任务说明 1: 请把下面这篇写乡间草木的散文中从“乡野间的草木大多为野生,既为”到“埂、坡地及山林间的草木相处。”的那一段一字不差地抄写出来。

乡间草木(儿时的记忆)

(我一共写了三篇超过五千字的散文,在我的观念里,散文其实不宜过长。但是应老师要求,我还是写满了五千字。这也算是一篇废掉的散文。我想分享出来,是因为它带着我对幼时的回忆,还有草木带给我的那份相随已久的快乐。)

乡野间的草木大多为野生,既为野生,在乡村便没有统一的叫法。或以形为名,或取色入声,南北不同,东西各异。

我所处的小城在中原的最南端,有“江南北国,北国江南”之称。南北交界处,特殊的气候,让乡野间的草木有了更多的生长可能。幼年在乡间奔跑的日子,除了给我黝黑的皮肤,也让我有了更多机会去和田埂、坡地及山林间的草木相处。

“鸭噜噜、鸭噜噜……”说到乡间草木,我第一个想到的便是“鸭噜噜”。“鸭噜噜”是一种长在田埂间的野草,形如青色稻穗。我们常取它茎上的种子用来游戏,将种子捋在一张打印纸上,然后对着纸张发出“鸭噜噜”的声音,那种子便会跟随着声音移动。你往左边念,它便移向左边,你绕着圈念,它便跟着绕圈。“鸭噜噜”的名字正由此而来,有些地方也称其为“噜噜草”或“鸭儿噜”。鸭噜噜一直是我心中最有趣的野草,只要遇到它,我便是欢乐的。幼年时,我常因与小伙伴之间的争抢而哭闹,每当哭闹至大人不想再哄说时,二伯便会起身带我去寻鸭噜噜。“去找鸭噜噜咯”二伯嘴边的这句话,常常让我立刻收住哭声跟着他走。鸭噜噜是野草中数量较少的一类,我和二伯常常转悠好久才能采上一两棵。若在平常的日子里,不刻意寻找却偶然发现它在脚下,这对乡里的每个孩子来说都是偌大的惊喜。含羞草会缩叶,有它的细胞原理,知晓后我便不觉得神奇。鸭噜噜呢?这种会随着声音起舞的野草有什么奥秘呢?我不曾得知它的学名,心里的疑惑也始终得不到解答。每每尝试搜索,最后发现都是徒劳。再回乡野,我一定会寻上一棵,给外乡的人瞧一瞧,也许就解了多年的疑惑。

摘录资料:

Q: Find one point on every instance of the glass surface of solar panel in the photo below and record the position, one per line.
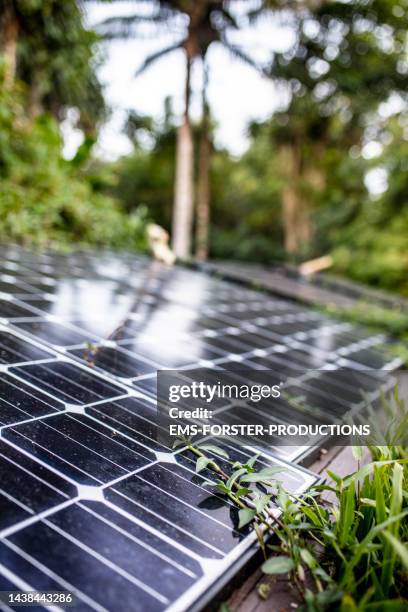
(91, 500)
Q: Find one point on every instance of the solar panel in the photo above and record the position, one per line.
(92, 500)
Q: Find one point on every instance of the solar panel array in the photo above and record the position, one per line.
(90, 500)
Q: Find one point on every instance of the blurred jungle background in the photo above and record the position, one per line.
(323, 169)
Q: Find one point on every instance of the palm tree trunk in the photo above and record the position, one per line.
(8, 48)
(290, 210)
(184, 181)
(203, 187)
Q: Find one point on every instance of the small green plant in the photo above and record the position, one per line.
(344, 544)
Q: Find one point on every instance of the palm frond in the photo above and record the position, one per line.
(154, 57)
(125, 27)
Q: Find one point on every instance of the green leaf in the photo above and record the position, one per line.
(178, 443)
(262, 502)
(278, 565)
(202, 463)
(246, 515)
(400, 548)
(357, 452)
(235, 476)
(243, 491)
(308, 558)
(262, 476)
(214, 449)
(251, 462)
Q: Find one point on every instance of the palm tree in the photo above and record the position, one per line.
(207, 22)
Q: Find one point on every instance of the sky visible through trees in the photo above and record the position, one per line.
(304, 155)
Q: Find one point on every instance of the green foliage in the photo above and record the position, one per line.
(43, 199)
(349, 553)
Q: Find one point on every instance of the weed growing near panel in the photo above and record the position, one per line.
(345, 544)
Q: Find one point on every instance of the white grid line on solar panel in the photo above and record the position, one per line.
(223, 354)
(168, 522)
(155, 532)
(113, 566)
(138, 541)
(133, 439)
(21, 585)
(40, 516)
(13, 333)
(71, 480)
(11, 300)
(45, 421)
(67, 586)
(18, 408)
(31, 474)
(35, 517)
(63, 359)
(64, 476)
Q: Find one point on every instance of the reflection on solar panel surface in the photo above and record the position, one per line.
(90, 500)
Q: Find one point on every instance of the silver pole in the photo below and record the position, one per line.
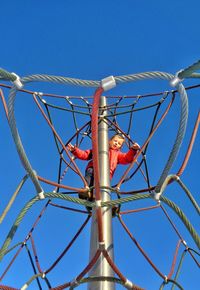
(102, 268)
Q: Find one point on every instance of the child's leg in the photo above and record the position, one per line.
(89, 177)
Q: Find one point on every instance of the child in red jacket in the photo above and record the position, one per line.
(115, 156)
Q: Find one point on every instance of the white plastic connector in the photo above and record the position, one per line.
(177, 178)
(98, 203)
(128, 284)
(108, 83)
(74, 282)
(184, 243)
(24, 287)
(102, 246)
(156, 196)
(41, 195)
(166, 279)
(176, 80)
(17, 82)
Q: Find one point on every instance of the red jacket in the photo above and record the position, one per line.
(115, 157)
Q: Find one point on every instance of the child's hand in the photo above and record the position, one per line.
(135, 146)
(70, 147)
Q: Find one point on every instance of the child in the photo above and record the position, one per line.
(115, 157)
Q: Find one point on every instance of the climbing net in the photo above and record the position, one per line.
(58, 180)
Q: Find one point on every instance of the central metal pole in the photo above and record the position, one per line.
(102, 268)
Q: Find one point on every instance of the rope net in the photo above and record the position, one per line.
(54, 222)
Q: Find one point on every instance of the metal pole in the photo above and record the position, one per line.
(102, 268)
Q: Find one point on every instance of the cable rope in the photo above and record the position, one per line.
(90, 130)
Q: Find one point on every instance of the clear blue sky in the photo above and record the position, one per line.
(93, 39)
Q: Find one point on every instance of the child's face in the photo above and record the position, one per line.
(116, 143)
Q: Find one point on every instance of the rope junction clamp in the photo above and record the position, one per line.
(17, 82)
(128, 284)
(24, 287)
(98, 203)
(108, 83)
(101, 246)
(176, 80)
(74, 282)
(156, 195)
(41, 195)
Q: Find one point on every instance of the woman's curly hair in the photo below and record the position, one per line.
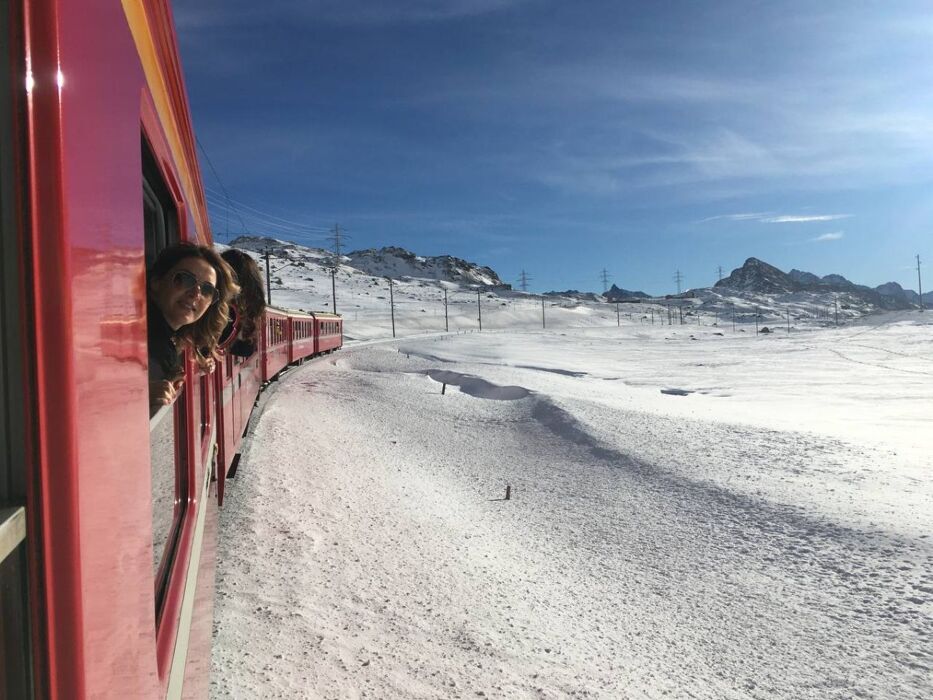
(202, 335)
(252, 299)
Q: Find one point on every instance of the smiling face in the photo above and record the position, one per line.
(182, 305)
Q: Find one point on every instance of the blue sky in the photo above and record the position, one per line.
(564, 138)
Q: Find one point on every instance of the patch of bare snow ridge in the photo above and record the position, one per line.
(687, 546)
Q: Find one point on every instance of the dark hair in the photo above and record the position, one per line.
(203, 334)
(252, 300)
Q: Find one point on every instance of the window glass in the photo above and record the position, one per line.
(15, 647)
(167, 440)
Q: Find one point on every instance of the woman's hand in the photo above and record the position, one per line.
(164, 392)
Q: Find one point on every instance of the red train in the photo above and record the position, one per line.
(107, 519)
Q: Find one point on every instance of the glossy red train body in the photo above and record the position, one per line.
(108, 518)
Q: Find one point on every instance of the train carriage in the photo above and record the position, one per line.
(275, 342)
(328, 332)
(302, 334)
(115, 579)
(108, 516)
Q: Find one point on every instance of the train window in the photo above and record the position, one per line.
(167, 428)
(16, 670)
(159, 214)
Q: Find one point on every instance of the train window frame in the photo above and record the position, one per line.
(161, 228)
(18, 665)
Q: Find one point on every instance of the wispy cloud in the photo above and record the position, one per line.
(757, 216)
(791, 219)
(834, 236)
(769, 218)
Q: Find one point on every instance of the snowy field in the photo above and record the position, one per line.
(694, 513)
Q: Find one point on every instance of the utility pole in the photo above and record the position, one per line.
(523, 281)
(268, 279)
(392, 305)
(919, 283)
(335, 263)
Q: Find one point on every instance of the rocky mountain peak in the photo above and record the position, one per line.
(758, 276)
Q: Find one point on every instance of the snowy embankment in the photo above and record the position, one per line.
(760, 530)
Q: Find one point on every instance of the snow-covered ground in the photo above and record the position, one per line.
(694, 513)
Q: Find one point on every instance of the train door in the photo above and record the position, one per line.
(16, 660)
(168, 427)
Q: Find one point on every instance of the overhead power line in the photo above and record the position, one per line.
(523, 281)
(220, 182)
(270, 216)
(259, 222)
(604, 277)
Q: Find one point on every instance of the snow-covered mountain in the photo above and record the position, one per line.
(618, 294)
(399, 263)
(438, 293)
(758, 277)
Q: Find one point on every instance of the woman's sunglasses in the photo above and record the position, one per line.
(185, 280)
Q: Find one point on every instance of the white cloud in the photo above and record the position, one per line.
(803, 219)
(767, 218)
(834, 236)
(757, 216)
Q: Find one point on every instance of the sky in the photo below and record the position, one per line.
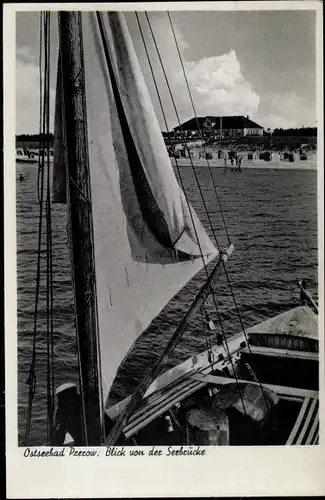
(256, 63)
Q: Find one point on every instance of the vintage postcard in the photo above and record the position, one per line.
(164, 249)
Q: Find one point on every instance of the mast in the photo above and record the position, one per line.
(82, 249)
(152, 375)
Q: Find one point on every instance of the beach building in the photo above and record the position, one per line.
(219, 126)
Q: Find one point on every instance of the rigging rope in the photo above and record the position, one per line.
(197, 121)
(200, 190)
(209, 167)
(44, 124)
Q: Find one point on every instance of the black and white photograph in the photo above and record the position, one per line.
(167, 228)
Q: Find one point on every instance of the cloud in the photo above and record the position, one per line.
(289, 111)
(220, 87)
(28, 93)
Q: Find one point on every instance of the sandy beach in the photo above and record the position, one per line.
(276, 164)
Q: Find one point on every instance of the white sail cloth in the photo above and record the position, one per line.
(145, 234)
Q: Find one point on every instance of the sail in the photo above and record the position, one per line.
(148, 241)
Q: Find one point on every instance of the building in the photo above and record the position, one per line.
(219, 126)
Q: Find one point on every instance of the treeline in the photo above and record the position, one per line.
(34, 137)
(295, 132)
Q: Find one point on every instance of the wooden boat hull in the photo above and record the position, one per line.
(285, 361)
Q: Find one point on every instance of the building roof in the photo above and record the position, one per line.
(228, 122)
(191, 124)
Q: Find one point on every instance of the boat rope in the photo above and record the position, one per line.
(185, 143)
(194, 110)
(84, 192)
(49, 253)
(202, 197)
(43, 146)
(216, 193)
(172, 98)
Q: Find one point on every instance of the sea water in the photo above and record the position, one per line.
(271, 218)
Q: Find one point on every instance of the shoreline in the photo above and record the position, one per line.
(253, 164)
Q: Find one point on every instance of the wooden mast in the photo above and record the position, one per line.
(82, 251)
(150, 377)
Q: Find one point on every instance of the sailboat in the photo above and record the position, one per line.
(135, 243)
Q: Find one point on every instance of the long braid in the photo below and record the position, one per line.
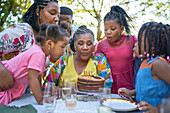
(30, 16)
(140, 36)
(157, 35)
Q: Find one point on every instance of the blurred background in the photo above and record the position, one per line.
(92, 12)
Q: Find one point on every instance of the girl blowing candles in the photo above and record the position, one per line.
(153, 77)
(118, 48)
(27, 67)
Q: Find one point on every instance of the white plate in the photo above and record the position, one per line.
(120, 104)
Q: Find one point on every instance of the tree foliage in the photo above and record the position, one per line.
(11, 11)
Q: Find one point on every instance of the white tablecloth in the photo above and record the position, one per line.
(82, 107)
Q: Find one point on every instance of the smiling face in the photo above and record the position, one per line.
(67, 19)
(84, 46)
(136, 49)
(112, 31)
(58, 49)
(50, 13)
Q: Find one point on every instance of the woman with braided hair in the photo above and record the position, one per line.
(118, 48)
(26, 68)
(19, 37)
(153, 77)
(84, 60)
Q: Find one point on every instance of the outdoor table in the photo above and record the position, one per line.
(82, 107)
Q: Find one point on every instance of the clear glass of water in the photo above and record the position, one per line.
(105, 93)
(71, 95)
(49, 98)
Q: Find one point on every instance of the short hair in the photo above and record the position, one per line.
(66, 11)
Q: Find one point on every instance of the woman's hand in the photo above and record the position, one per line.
(146, 106)
(123, 92)
(58, 92)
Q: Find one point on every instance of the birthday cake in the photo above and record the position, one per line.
(93, 83)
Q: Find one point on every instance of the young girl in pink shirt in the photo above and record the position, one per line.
(118, 48)
(27, 67)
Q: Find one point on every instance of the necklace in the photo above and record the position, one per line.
(116, 43)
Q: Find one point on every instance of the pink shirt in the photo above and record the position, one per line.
(33, 58)
(120, 58)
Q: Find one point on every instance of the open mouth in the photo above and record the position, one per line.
(109, 38)
(85, 54)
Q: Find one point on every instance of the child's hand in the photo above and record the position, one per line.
(58, 92)
(146, 106)
(123, 92)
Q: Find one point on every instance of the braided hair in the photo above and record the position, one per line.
(51, 32)
(158, 36)
(30, 16)
(66, 11)
(119, 15)
(81, 30)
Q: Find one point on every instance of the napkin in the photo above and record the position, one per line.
(14, 109)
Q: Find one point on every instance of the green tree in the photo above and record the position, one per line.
(11, 11)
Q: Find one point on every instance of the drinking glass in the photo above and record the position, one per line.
(165, 106)
(105, 93)
(71, 95)
(49, 98)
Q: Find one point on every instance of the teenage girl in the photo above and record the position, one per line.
(27, 67)
(153, 77)
(118, 48)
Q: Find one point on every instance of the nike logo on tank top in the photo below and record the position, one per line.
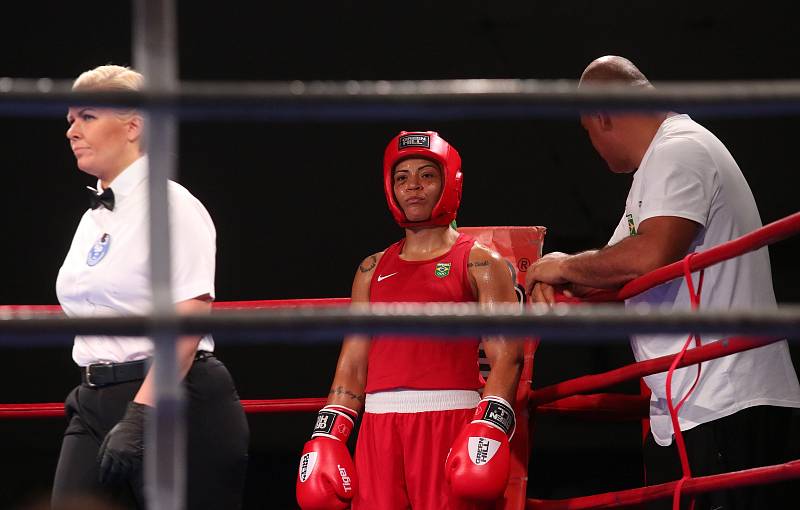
(423, 362)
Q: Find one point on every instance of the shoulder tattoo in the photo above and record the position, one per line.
(341, 390)
(368, 264)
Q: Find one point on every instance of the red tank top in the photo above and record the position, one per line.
(423, 362)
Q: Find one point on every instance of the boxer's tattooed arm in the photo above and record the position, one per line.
(368, 264)
(341, 390)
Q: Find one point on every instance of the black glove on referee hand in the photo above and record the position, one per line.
(120, 455)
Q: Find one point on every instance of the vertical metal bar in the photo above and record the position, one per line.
(155, 56)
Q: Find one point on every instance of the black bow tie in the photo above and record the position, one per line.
(106, 198)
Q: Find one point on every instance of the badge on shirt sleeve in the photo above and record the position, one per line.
(99, 250)
(631, 225)
(442, 269)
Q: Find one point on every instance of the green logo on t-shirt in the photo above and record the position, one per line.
(631, 226)
(442, 269)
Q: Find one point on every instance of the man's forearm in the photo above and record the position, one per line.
(609, 268)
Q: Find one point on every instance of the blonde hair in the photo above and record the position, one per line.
(109, 77)
(112, 77)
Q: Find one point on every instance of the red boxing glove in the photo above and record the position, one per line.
(327, 477)
(478, 465)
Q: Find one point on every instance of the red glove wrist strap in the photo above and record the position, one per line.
(497, 412)
(335, 422)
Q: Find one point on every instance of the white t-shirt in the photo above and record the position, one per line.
(106, 271)
(687, 172)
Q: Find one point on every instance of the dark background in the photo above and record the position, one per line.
(298, 205)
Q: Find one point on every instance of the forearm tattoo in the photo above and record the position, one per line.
(368, 264)
(341, 390)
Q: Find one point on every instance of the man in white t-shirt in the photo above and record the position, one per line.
(687, 195)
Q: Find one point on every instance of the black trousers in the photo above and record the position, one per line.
(217, 442)
(753, 437)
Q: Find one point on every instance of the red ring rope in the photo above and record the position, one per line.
(564, 397)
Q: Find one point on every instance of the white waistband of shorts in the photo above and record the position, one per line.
(420, 401)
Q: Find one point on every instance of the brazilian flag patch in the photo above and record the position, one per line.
(442, 269)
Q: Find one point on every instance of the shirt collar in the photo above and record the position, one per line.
(129, 179)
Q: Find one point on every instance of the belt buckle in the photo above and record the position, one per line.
(88, 372)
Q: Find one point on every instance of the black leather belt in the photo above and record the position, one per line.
(103, 374)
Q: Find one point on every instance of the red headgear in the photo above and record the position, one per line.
(428, 145)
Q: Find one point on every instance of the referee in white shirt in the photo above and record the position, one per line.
(106, 273)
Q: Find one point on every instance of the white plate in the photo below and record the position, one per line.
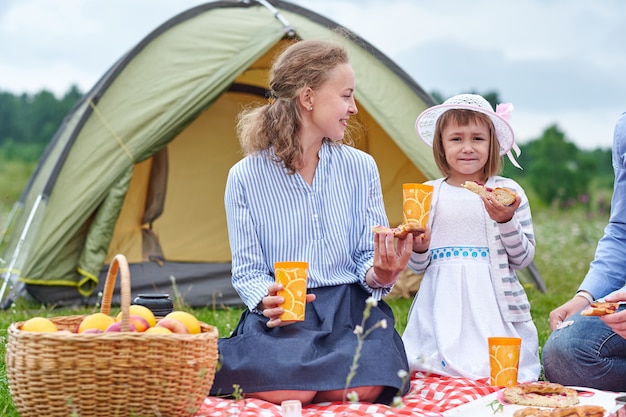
(481, 407)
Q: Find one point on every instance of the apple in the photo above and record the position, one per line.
(117, 327)
(93, 331)
(176, 326)
(141, 324)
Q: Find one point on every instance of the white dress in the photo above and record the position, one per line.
(455, 310)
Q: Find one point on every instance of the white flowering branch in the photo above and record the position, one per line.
(361, 334)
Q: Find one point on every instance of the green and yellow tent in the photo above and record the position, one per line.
(139, 165)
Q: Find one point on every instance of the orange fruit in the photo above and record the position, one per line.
(98, 321)
(189, 320)
(141, 311)
(158, 330)
(293, 277)
(39, 324)
(416, 203)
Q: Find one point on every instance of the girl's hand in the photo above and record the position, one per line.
(421, 243)
(498, 211)
(616, 321)
(271, 305)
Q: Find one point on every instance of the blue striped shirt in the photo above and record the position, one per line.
(273, 216)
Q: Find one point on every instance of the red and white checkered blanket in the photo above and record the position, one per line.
(429, 397)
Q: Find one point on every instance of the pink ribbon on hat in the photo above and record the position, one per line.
(504, 110)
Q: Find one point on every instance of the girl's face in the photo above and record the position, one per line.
(333, 103)
(466, 149)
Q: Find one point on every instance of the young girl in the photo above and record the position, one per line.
(471, 250)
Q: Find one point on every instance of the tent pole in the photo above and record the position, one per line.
(8, 275)
(289, 30)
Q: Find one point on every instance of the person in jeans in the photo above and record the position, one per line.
(591, 351)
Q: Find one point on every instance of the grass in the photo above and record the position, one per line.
(566, 243)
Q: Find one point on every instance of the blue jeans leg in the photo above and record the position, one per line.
(586, 353)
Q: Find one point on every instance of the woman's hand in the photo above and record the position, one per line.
(271, 305)
(498, 211)
(391, 256)
(616, 321)
(421, 243)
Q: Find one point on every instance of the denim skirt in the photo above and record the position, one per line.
(316, 354)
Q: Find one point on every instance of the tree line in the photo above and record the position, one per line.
(556, 172)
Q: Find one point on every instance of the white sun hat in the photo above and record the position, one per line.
(427, 121)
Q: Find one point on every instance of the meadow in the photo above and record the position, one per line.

任务说明 2: 列出上面记录里所有含有“braided”这个词的行。

书面作答 1:
乡野间的草木大多为野生,既为野生,在乡村便没有统一的叫法。或以形为名,或取色入声,南北不同,东西各异。

我所处的小城在中原的最南端,有“江南北国,北国江南”之称。南北交界处,特殊的气候,让乡野间的草木有了更多的生长可能。幼年在乡间奔跑的日子,除了给我黝黑的皮肤,也让我有了更多机会去和田埂、坡地及山林间的草木相处。

书面作答 2:
Q: Find one point on every instance of the woman with braided hair in the photo above and record the position, one per line.
Q: Find one point on every instance of the braided hair in the photo above and record the position, one per line.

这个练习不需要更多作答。